- [Aim of the task] In the data below, one line contains "Task: Where can the warehouse" and a later one contains "Target: stadium seat". Print both, with every line between them, exactly and alone.

Natural language region descriptions
---+---

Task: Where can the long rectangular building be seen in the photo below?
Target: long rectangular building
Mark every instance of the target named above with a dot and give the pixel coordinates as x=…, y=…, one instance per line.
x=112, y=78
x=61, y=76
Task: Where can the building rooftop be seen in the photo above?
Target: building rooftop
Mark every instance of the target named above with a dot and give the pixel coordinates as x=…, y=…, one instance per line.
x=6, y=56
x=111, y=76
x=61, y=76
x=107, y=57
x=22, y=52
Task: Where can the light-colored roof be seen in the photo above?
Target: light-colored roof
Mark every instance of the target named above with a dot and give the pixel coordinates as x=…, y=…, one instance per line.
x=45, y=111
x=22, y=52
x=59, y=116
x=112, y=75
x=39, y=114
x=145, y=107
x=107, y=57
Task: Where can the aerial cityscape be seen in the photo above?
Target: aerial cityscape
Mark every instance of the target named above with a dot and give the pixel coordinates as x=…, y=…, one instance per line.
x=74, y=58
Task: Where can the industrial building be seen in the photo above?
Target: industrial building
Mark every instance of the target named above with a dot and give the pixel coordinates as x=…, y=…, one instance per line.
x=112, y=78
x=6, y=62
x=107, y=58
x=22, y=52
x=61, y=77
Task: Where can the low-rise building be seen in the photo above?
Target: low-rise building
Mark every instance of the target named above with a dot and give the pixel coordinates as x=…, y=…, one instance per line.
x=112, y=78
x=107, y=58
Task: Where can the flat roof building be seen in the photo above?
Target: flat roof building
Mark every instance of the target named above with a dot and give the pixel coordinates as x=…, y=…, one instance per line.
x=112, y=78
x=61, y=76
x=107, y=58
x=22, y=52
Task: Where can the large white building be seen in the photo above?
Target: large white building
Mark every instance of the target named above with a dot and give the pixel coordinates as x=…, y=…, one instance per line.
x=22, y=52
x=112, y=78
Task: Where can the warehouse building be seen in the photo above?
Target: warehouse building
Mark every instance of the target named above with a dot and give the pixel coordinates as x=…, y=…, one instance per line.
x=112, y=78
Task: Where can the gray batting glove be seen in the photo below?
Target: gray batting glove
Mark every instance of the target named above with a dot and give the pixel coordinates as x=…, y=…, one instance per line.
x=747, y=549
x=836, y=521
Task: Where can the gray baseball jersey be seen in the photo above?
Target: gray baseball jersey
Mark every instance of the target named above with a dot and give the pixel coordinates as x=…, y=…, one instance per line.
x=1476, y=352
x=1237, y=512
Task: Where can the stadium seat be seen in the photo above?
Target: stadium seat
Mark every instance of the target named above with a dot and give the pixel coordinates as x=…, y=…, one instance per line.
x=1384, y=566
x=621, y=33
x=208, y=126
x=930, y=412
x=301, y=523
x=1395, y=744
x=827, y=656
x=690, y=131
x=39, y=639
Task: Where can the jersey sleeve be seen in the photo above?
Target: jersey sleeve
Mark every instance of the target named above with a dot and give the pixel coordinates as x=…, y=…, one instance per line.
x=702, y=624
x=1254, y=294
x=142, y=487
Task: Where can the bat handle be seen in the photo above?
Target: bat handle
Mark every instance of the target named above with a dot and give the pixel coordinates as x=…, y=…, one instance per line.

---+---

- [Your solution]
Task: Where can the warehouse building be seen in the photo above?
Target: warehouse building
Mark every instance of the target named above with a dot and give the pixel coordinates as x=…, y=…, one instance per line.
x=112, y=78
Task: Where can the gray batting glove be seen in the photo below?
Target: gray batting glove
Mark every instance of the target named above with a dot and give the pixel coordinates as x=…, y=…, one instance per line.
x=747, y=549
x=836, y=521
Task: Where can the gray baseball jersey be seen in the photo above?
Target: gray baseball jersey
Mark every instance of the target named above with a dot and give the pixel coordinates as x=…, y=…, one instance per line.
x=1476, y=352
x=1237, y=512
Task: Where can the stadium seat be seen in the photo above?
Target: stadium seat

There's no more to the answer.